▸ **Instructions for the task**
Recast the entries from the start of the records through the line containing "[147,213,153,241]" as a two-column CSV with the columns request and answer, one row per entry, each value in a single quoted field and any line breaks replaced by spaces.

[Dataset records]
## start

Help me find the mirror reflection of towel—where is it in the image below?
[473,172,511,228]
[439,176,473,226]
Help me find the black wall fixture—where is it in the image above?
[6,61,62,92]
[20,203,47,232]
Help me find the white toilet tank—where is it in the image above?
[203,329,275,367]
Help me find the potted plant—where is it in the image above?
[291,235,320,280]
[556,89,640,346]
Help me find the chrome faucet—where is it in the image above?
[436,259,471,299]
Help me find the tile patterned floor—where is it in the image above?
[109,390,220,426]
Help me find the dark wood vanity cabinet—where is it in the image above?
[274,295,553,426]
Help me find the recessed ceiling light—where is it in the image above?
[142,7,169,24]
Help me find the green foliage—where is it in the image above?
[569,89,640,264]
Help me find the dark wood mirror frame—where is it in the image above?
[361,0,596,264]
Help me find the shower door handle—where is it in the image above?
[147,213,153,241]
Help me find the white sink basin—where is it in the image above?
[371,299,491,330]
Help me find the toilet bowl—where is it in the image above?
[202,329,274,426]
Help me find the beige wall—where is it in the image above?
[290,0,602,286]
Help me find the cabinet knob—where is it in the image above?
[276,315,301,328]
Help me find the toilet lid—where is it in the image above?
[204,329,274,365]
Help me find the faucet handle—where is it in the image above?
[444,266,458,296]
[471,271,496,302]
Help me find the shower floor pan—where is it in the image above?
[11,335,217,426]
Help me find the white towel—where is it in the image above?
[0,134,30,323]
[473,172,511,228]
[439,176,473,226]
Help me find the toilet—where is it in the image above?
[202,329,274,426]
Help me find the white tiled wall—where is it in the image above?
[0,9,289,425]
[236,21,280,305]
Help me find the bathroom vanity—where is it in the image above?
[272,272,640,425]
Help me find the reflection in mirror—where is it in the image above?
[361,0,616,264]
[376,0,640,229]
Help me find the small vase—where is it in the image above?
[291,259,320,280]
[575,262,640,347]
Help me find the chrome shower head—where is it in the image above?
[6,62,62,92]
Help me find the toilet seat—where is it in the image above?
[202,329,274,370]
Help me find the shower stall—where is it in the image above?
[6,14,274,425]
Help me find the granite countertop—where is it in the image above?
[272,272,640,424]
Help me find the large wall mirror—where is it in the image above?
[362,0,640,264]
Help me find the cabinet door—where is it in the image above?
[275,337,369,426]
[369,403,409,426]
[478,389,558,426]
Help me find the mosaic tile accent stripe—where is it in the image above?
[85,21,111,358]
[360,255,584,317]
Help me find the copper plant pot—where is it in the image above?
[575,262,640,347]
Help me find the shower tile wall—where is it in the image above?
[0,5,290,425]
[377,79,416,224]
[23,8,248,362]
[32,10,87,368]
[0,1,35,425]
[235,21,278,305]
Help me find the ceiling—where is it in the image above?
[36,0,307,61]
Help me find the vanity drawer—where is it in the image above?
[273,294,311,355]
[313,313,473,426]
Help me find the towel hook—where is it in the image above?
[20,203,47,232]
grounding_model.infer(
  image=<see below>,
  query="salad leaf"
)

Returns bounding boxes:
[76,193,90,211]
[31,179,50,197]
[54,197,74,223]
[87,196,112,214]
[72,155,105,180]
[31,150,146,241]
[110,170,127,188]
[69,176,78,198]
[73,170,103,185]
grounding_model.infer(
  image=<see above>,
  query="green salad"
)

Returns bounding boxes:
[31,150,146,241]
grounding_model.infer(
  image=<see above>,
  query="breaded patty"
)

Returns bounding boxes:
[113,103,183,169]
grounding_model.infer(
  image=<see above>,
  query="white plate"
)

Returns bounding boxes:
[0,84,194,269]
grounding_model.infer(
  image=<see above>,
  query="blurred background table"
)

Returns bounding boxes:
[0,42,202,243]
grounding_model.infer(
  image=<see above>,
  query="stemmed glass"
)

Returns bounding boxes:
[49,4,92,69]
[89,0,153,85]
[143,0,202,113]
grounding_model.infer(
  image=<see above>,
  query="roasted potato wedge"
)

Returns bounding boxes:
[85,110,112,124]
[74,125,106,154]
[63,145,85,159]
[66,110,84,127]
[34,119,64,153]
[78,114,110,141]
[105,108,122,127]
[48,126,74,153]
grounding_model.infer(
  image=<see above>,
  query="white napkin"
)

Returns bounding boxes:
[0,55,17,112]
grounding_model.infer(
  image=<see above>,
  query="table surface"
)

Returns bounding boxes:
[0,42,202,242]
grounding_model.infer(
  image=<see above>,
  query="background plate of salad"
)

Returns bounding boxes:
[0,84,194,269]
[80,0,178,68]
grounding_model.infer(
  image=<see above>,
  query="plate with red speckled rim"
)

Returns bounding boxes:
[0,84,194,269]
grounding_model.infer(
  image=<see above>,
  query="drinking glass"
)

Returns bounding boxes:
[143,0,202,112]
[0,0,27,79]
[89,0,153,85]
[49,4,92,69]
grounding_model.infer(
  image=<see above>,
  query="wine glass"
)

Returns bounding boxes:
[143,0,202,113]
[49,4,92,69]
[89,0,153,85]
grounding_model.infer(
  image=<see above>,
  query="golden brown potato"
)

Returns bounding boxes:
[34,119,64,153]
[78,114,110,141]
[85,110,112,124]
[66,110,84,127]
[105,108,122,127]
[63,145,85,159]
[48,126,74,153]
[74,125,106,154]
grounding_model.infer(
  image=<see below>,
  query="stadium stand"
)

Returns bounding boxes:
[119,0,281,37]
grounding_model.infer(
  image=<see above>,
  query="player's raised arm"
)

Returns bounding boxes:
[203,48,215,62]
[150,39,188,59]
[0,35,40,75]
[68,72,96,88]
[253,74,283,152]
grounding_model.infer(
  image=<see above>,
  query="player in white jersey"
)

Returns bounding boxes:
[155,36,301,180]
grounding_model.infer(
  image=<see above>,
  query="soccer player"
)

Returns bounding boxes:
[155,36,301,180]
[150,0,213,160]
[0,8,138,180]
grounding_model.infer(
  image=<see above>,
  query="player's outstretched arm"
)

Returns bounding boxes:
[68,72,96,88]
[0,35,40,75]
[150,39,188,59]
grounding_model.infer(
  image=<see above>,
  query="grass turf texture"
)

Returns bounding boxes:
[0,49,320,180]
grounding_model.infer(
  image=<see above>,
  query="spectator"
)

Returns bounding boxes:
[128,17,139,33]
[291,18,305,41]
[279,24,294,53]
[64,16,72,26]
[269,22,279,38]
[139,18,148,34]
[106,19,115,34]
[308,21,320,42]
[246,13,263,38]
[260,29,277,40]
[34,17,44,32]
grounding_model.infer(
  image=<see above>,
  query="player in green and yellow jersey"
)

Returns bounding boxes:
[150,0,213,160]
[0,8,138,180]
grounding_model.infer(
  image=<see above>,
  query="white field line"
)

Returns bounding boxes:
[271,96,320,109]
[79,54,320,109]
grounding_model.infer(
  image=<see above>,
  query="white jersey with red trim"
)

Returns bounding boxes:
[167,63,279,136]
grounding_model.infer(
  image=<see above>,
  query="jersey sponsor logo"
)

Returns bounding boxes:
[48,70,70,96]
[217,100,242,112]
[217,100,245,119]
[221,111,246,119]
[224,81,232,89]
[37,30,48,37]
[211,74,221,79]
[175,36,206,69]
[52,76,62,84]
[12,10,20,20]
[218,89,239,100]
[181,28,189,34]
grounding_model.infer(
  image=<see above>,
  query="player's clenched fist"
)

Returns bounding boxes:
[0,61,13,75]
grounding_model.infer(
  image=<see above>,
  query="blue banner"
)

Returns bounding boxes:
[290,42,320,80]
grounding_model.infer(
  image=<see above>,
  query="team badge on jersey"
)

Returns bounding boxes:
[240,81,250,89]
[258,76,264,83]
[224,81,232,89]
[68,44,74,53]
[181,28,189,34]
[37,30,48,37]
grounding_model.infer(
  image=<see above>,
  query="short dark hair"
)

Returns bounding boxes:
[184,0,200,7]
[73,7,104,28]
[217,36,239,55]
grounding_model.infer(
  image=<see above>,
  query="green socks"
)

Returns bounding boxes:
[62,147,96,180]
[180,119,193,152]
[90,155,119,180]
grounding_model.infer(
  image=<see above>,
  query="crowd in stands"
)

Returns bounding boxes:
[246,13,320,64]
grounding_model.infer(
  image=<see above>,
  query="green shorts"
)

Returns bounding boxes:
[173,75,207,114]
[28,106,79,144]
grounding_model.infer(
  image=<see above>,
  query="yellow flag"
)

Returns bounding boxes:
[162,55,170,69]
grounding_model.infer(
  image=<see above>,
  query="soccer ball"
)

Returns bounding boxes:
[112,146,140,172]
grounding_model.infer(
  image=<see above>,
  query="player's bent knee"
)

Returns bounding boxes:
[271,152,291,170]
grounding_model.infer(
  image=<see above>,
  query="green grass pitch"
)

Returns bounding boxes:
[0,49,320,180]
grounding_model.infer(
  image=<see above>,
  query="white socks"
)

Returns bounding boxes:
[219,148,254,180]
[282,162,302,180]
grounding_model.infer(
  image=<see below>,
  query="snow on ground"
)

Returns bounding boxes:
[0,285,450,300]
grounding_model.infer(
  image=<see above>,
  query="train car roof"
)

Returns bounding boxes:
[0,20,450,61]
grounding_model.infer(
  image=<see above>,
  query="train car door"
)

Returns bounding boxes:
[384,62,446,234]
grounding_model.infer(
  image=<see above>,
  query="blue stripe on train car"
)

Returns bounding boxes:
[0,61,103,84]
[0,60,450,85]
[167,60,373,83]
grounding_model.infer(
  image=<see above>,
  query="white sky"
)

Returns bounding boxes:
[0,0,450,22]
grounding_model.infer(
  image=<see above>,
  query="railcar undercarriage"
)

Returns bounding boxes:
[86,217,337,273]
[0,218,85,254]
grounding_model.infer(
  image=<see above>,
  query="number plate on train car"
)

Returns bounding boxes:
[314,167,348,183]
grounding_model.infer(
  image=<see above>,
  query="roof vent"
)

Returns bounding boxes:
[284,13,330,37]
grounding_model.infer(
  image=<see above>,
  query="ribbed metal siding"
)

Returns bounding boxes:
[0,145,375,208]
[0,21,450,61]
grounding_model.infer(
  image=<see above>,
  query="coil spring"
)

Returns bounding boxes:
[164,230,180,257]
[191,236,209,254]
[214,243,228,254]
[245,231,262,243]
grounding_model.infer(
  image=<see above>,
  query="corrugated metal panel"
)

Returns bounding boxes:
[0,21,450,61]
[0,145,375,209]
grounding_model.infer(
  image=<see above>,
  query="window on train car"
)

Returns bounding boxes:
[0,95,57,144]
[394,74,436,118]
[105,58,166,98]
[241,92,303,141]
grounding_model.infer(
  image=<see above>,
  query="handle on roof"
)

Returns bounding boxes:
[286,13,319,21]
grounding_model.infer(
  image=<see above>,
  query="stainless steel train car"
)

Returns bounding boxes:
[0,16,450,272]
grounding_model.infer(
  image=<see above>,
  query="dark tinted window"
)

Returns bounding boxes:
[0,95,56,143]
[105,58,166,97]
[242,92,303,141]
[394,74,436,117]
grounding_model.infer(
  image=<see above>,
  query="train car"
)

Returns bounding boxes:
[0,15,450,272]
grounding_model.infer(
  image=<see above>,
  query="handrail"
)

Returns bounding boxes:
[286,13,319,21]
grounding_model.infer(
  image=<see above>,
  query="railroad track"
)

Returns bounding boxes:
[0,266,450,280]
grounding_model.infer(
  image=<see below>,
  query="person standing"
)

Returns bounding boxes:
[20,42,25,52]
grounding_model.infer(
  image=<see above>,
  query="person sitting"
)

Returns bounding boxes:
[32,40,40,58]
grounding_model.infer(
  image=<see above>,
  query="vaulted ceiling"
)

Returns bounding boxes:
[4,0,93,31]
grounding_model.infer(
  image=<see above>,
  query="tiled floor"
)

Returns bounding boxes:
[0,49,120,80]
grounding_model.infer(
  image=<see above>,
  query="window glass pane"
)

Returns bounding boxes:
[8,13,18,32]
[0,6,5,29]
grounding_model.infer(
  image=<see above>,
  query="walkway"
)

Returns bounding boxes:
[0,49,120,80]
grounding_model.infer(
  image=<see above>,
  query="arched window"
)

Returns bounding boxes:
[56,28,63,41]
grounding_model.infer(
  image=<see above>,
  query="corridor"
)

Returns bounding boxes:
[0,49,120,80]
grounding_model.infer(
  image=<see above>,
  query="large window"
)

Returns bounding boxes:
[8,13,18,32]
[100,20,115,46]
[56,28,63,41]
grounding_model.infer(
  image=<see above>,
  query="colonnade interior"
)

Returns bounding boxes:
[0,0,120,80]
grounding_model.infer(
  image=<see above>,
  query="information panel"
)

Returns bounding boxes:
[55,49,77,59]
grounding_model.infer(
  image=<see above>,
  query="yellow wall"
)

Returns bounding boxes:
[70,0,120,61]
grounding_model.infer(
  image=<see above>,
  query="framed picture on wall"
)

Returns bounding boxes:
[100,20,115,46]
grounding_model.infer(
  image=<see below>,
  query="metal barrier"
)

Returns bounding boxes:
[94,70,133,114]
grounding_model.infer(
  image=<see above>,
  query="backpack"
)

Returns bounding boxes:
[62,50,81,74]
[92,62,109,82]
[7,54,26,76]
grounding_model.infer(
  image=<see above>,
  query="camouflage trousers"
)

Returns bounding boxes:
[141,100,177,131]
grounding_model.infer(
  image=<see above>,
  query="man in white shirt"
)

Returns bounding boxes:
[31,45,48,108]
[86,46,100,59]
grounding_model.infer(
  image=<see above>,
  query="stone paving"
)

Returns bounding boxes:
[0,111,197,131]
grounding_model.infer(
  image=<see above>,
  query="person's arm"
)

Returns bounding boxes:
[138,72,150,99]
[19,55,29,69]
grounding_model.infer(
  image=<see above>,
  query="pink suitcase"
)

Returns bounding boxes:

## end

▸ **Task result**
request,answer
"Help me find the mirror reflection of towel—where is it in the image below?","[473,172,511,228] [439,176,473,226]"
"Help me find the black wall fixture—where is it in the image above?","[6,61,62,92] [20,203,47,232]"
"Help me find the white toilet tank—where is it in the image above?","[203,329,275,367]"
"Help me find the potted plant—where is it in the image above?","[291,235,320,280] [556,89,640,346]"
"Help me find the chrome faucet—where is it in the image above?","[436,259,471,299]"
"Help me find the tile patterned floor—where is it in the image above?","[109,390,220,426]"
"Help me find the dark wood vanity cabinet—where is it in the image above?","[274,295,553,426]"
"Help me find the recessed ceiling light—where is it in the image above?","[142,7,169,24]"
"Help me find the green foliage—where is it in the image above?","[569,89,640,264]"
"Help me find the dark wood mirror frame—where is it in the image above?","[361,0,596,264]"
"Help me find the shower door handle—where is it in the image above?","[147,213,153,241]"